--- What the task asks ---
Set down exactly the lines running from the line with "Where can the yellow medal" to the end of the listing below, both ends included.

□ □ □ □

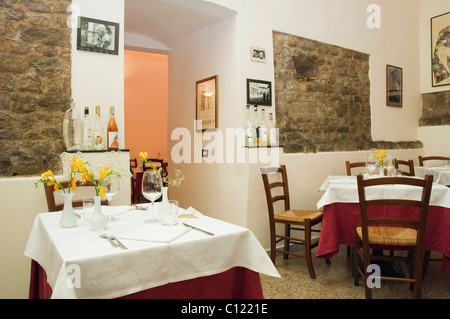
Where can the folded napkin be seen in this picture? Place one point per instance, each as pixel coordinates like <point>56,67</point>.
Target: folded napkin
<point>153,232</point>
<point>190,213</point>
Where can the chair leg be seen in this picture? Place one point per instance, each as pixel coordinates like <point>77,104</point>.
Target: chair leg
<point>308,249</point>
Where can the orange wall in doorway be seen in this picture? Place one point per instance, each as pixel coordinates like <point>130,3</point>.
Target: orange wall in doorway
<point>146,104</point>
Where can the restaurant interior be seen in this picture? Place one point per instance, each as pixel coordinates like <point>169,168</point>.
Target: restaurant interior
<point>328,65</point>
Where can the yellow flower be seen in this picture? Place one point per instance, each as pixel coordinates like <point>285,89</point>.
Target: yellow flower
<point>102,192</point>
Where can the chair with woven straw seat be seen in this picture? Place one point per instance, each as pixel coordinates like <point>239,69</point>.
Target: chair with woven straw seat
<point>408,163</point>
<point>423,159</point>
<point>302,220</point>
<point>349,165</point>
<point>391,231</point>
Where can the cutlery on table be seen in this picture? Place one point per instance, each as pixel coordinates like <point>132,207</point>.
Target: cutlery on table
<point>118,241</point>
<point>204,231</point>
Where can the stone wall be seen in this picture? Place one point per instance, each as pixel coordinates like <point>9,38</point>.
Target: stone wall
<point>322,95</point>
<point>435,109</point>
<point>35,84</point>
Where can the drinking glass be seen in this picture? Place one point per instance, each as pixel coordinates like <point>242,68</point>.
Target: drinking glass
<point>151,189</point>
<point>389,163</point>
<point>371,162</point>
<point>111,185</point>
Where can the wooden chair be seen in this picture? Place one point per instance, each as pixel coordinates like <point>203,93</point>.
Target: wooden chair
<point>408,163</point>
<point>133,166</point>
<point>349,165</point>
<point>432,158</point>
<point>304,218</point>
<point>54,206</point>
<point>392,232</point>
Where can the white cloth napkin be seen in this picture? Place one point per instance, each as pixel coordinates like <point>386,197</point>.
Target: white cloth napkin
<point>154,233</point>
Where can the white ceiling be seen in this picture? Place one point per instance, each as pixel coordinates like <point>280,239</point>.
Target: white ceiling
<point>170,21</point>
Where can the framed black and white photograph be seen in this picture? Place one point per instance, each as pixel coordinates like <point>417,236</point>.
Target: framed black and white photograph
<point>440,50</point>
<point>98,36</point>
<point>394,86</point>
<point>259,92</point>
<point>258,54</point>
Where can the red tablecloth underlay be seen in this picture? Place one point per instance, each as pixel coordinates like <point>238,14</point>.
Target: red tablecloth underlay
<point>340,221</point>
<point>236,283</point>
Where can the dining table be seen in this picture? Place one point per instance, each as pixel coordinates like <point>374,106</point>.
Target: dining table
<point>199,257</point>
<point>441,174</point>
<point>341,214</point>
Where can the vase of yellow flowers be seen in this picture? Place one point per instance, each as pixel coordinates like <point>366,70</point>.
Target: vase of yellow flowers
<point>68,218</point>
<point>98,220</point>
<point>381,161</point>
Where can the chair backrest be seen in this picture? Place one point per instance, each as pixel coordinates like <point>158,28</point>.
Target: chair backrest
<point>349,165</point>
<point>421,204</point>
<point>54,206</point>
<point>432,158</point>
<point>280,182</point>
<point>409,163</point>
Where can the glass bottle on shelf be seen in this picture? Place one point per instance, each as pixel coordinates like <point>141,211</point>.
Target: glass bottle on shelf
<point>248,127</point>
<point>98,132</point>
<point>263,129</point>
<point>273,136</point>
<point>113,132</point>
<point>72,128</point>
<point>256,125</point>
<point>87,130</point>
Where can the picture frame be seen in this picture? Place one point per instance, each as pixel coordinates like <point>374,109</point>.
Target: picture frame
<point>99,36</point>
<point>207,103</point>
<point>440,50</point>
<point>258,54</point>
<point>394,86</point>
<point>259,92</point>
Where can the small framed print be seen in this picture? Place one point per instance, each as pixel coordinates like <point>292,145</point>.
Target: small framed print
<point>440,50</point>
<point>259,92</point>
<point>98,36</point>
<point>207,103</point>
<point>394,86</point>
<point>258,54</point>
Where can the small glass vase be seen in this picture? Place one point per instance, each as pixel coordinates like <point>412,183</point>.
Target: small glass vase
<point>98,221</point>
<point>165,193</point>
<point>68,218</point>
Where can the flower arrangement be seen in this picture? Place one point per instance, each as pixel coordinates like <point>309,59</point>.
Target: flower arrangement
<point>381,157</point>
<point>76,168</point>
<point>79,171</point>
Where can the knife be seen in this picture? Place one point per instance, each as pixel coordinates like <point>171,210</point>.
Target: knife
<point>206,232</point>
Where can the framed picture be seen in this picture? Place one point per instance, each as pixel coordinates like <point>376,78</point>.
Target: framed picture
<point>207,102</point>
<point>394,86</point>
<point>258,54</point>
<point>440,50</point>
<point>259,92</point>
<point>98,36</point>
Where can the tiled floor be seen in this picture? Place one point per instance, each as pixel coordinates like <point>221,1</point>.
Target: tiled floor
<point>335,281</point>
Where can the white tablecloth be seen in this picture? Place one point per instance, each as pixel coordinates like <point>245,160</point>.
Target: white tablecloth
<point>345,190</point>
<point>441,174</point>
<point>108,272</point>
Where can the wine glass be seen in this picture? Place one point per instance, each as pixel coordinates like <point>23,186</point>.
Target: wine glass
<point>111,185</point>
<point>371,162</point>
<point>151,188</point>
<point>389,163</point>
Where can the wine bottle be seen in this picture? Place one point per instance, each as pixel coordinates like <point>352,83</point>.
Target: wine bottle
<point>113,132</point>
<point>273,135</point>
<point>99,133</point>
<point>263,129</point>
<point>248,127</point>
<point>72,129</point>
<point>87,130</point>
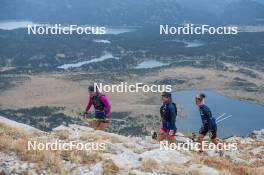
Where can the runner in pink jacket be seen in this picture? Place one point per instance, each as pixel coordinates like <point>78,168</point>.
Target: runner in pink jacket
<point>102,108</point>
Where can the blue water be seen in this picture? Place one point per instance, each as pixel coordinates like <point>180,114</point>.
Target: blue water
<point>246,116</point>
<point>150,64</point>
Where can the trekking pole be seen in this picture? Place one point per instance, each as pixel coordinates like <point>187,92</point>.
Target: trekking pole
<point>223,119</point>
<point>218,118</point>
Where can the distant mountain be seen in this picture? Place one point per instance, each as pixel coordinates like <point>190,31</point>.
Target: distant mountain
<point>135,12</point>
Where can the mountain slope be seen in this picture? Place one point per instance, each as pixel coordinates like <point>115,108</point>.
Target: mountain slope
<point>122,155</point>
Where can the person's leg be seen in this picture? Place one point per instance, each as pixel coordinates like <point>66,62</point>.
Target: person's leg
<point>213,133</point>
<point>102,126</point>
<point>202,133</point>
<point>171,139</point>
<point>200,141</point>
<point>161,135</point>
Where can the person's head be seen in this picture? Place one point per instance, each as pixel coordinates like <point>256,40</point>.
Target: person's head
<point>92,90</point>
<point>199,99</point>
<point>166,97</point>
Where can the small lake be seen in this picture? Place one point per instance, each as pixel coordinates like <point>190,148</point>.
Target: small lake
<point>104,41</point>
<point>246,116</point>
<point>193,43</point>
<point>150,64</point>
<point>81,63</point>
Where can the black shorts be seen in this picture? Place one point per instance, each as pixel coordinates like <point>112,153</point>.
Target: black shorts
<point>204,130</point>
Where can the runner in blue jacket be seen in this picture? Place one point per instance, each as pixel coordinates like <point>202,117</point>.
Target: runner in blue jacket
<point>209,123</point>
<point>168,113</point>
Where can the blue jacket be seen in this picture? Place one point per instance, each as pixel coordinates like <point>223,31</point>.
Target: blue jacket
<point>168,113</point>
<point>206,116</point>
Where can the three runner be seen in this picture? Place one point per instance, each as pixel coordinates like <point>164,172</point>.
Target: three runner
<point>168,113</point>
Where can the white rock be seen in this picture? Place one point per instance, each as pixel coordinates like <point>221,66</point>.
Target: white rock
<point>202,169</point>
<point>126,160</point>
<point>166,156</point>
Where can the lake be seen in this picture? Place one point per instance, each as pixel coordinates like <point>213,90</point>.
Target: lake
<point>150,64</point>
<point>246,116</point>
<point>81,63</point>
<point>191,43</point>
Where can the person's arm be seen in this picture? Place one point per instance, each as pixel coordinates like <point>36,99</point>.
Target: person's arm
<point>173,117</point>
<point>105,101</point>
<point>89,105</point>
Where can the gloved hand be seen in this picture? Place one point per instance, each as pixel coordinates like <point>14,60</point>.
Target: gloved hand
<point>171,132</point>
<point>84,114</point>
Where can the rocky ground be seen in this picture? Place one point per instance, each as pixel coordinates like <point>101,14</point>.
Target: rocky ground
<point>122,155</point>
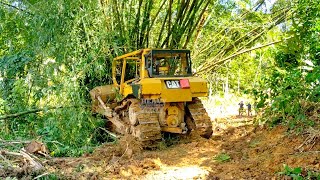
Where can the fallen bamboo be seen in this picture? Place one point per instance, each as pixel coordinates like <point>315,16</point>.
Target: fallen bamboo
<point>36,111</point>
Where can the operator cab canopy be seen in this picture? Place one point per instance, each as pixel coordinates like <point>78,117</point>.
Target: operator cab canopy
<point>168,63</point>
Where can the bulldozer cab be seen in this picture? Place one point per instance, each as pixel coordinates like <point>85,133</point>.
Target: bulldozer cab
<point>158,94</point>
<point>168,63</point>
<point>130,68</point>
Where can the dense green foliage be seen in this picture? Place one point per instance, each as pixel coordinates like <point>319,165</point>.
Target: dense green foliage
<point>294,80</point>
<point>53,52</point>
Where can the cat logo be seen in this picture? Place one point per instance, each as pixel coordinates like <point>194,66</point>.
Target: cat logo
<point>173,84</point>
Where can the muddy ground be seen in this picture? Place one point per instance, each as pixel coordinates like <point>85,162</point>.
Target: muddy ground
<point>237,150</point>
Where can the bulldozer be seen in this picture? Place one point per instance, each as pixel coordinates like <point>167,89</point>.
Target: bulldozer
<point>153,91</point>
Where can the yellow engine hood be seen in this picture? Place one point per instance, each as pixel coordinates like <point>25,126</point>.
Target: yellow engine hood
<point>155,88</point>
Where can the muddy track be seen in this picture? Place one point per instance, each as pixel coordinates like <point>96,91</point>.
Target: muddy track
<point>237,150</point>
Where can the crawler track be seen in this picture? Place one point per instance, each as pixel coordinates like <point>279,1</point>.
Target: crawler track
<point>200,118</point>
<point>148,130</point>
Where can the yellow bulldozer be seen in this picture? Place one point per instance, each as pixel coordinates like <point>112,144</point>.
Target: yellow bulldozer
<point>153,91</point>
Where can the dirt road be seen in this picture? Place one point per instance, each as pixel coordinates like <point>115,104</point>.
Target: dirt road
<point>237,150</point>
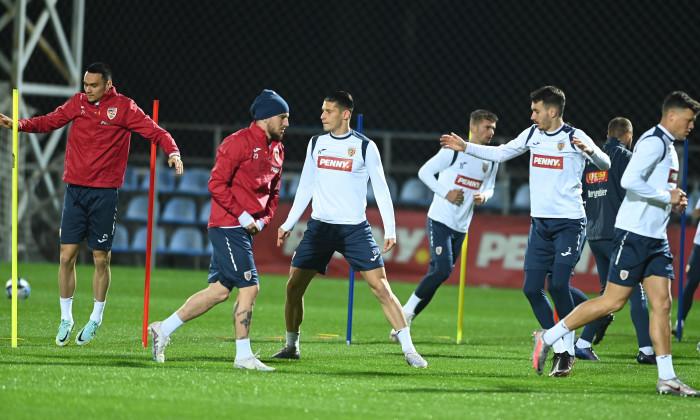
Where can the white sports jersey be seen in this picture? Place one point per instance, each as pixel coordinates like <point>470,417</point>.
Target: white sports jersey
<point>335,175</point>
<point>457,170</point>
<point>556,167</point>
<point>650,175</point>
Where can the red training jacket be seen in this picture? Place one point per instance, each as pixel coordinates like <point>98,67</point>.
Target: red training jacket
<point>98,141</point>
<point>246,177</point>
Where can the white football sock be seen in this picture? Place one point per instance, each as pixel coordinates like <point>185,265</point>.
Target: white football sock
<point>583,344</point>
<point>171,324</point>
<point>243,350</point>
<point>410,306</point>
<point>568,340</point>
<point>67,309</point>
<point>648,350</point>
<point>555,333</point>
<point>665,365</point>
<point>293,339</point>
<point>97,311</point>
<point>405,340</point>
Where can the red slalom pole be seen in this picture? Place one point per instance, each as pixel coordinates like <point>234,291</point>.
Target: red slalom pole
<point>149,230</point>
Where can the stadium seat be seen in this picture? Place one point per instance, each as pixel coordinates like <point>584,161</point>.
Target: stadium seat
<point>180,210</point>
<point>138,244</point>
<point>120,243</point>
<point>204,213</point>
<point>521,200</point>
<point>187,241</point>
<point>393,189</point>
<point>131,179</point>
<point>165,181</point>
<point>415,192</point>
<point>137,209</point>
<point>194,181</point>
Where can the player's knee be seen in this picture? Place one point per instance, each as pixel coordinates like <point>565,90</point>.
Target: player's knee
<point>101,259</point>
<point>556,288</point>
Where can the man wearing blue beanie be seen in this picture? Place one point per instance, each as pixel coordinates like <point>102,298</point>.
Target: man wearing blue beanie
<point>244,187</point>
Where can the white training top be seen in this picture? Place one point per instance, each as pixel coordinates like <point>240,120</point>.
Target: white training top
<point>556,167</point>
<point>457,170</point>
<point>648,179</point>
<point>335,175</point>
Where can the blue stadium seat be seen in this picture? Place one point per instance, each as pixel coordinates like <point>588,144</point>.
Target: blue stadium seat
<point>194,181</point>
<point>138,244</point>
<point>120,243</point>
<point>521,199</point>
<point>137,209</point>
<point>415,192</point>
<point>165,181</point>
<point>131,179</point>
<point>187,241</point>
<point>204,213</point>
<point>393,189</point>
<point>180,210</point>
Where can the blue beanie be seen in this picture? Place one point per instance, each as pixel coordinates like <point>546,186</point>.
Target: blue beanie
<point>268,104</point>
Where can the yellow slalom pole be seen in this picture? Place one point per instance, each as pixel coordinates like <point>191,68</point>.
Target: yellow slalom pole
<point>15,174</point>
<point>462,276</point>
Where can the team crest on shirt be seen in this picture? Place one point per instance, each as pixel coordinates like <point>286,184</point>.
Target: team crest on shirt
<point>111,113</point>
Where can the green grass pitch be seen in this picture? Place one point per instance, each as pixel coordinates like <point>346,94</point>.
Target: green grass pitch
<point>488,376</point>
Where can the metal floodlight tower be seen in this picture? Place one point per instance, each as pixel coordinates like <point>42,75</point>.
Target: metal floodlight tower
<point>63,49</point>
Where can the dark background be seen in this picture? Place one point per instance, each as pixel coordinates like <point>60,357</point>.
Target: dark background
<point>411,65</point>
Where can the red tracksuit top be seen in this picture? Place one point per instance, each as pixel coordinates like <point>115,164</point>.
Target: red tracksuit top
<point>98,141</point>
<point>246,177</point>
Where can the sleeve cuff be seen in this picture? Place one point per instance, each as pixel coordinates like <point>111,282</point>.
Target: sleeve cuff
<point>245,219</point>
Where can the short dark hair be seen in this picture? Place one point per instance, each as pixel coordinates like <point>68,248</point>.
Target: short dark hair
<point>550,96</point>
<point>342,99</point>
<point>682,100</point>
<point>481,114</point>
<point>617,127</point>
<point>102,69</point>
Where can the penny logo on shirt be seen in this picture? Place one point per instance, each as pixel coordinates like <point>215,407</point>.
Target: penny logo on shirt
<point>551,162</point>
<point>336,164</point>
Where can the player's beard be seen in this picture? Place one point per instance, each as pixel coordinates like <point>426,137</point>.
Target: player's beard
<point>277,134</point>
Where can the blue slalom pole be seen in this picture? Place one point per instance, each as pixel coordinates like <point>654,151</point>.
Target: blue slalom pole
<point>351,291</point>
<point>681,263</point>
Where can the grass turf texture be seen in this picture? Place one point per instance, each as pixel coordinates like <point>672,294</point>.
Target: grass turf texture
<point>488,376</point>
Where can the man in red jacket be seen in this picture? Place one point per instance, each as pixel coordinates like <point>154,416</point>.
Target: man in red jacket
<point>244,187</point>
<point>96,155</point>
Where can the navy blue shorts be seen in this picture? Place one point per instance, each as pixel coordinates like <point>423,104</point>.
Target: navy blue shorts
<point>232,258</point>
<point>322,239</point>
<point>90,214</point>
<point>636,257</point>
<point>554,241</point>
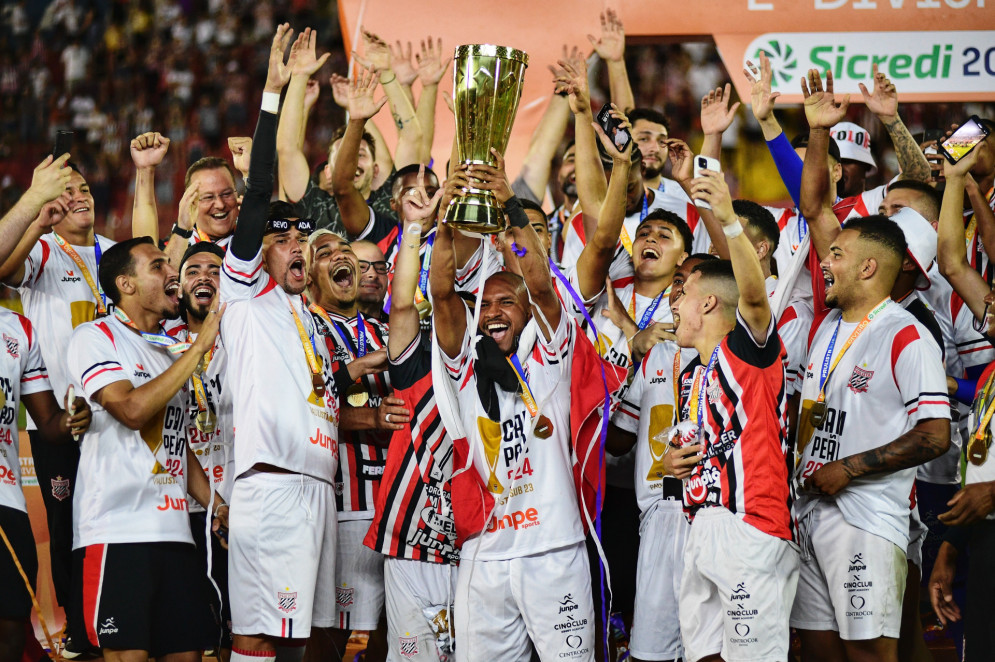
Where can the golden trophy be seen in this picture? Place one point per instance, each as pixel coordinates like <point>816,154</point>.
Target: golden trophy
<point>487,85</point>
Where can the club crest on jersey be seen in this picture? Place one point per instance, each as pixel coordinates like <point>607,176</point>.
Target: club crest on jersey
<point>286,602</point>
<point>859,379</point>
<point>344,597</point>
<point>409,646</point>
<point>60,488</point>
<point>11,344</point>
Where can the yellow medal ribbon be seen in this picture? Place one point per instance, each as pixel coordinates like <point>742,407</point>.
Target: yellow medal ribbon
<point>87,276</point>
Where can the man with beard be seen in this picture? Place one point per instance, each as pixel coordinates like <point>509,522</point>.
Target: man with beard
<point>140,581</point>
<point>210,430</point>
<point>285,411</point>
<point>514,503</point>
<point>54,268</point>
<point>357,348</point>
<point>374,279</point>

□ □ □ □

--- Final result ---
Where can the yellow medal ribbon be seen in this picture? Place one point per instance, each as pixel coordinates like <point>742,407</point>.
Target: yellow medal ribbon
<point>87,276</point>
Where can the man with beard be seen in this picture? Place one point per instance, each as pixel coordinates like <point>509,522</point>.
Target: man with beard
<point>140,581</point>
<point>210,430</point>
<point>285,411</point>
<point>514,503</point>
<point>54,268</point>
<point>357,348</point>
<point>374,279</point>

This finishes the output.